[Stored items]
((
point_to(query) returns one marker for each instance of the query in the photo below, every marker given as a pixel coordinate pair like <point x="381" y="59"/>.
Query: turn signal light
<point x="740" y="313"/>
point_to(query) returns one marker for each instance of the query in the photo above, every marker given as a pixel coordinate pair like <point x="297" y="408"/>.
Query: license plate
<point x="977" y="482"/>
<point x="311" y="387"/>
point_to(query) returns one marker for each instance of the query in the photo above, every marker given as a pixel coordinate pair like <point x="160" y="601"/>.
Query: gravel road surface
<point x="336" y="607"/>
))
*EXERCISE INSTRUCTIONS:*
Print the whole listing exactly as it is.

*OUTPUT:*
point_to(query) returns one marker for each instance of the query in the photo below, every marker given as a pixel coordinate pair like <point x="381" y="59"/>.
Query: turn signal light
<point x="740" y="313"/>
point_to(query) returns one marker for each instance of the query in the photo above, every marker given as a pixel coordinate pair like <point x="297" y="408"/>.
Query: license plate
<point x="977" y="482"/>
<point x="311" y="387"/>
point_to(query) returns one marker for each instance of the query in the photo above, every marker given as a pixel coordinate pair like <point x="160" y="601"/>.
Query: gravel road surface
<point x="336" y="607"/>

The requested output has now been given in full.